-- Opening Marker --

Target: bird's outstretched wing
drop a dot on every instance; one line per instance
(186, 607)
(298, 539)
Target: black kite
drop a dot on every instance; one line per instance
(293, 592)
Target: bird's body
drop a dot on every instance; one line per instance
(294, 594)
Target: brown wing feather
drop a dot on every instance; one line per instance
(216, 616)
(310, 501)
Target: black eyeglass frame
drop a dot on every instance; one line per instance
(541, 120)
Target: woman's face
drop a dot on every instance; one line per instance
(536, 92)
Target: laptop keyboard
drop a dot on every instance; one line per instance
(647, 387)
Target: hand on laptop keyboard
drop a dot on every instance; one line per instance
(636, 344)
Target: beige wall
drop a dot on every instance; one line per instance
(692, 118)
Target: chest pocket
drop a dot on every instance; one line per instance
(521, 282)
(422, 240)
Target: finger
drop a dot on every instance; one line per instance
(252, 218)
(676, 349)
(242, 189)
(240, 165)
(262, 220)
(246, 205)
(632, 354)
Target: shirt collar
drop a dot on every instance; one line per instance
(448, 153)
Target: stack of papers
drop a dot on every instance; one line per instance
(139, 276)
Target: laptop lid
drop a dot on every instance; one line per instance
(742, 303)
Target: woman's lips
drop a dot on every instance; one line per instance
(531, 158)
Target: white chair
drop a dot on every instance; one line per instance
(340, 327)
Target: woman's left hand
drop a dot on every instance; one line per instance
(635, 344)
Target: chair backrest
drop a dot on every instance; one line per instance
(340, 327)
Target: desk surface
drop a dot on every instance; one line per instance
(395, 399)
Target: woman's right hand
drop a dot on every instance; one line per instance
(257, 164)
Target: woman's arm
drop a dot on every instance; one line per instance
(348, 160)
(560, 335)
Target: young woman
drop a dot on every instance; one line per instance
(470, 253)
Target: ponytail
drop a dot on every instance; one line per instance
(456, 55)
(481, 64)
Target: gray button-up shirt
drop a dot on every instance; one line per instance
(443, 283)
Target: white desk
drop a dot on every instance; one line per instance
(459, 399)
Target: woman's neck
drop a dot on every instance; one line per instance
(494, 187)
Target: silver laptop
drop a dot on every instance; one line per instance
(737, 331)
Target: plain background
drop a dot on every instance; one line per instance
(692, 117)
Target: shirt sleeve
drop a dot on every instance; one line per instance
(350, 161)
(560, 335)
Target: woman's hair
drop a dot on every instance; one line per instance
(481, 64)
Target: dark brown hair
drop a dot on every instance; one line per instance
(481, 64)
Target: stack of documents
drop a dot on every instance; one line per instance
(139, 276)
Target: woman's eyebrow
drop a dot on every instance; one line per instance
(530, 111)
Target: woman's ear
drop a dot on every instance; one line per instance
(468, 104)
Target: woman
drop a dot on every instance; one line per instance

-- Closing Marker --

* INSTRUCTIONS FOR THE TASK
Lines that contain the word "desk": how many are there in the data? Give the number and nothing else.

* REPLY TO THE TASK
2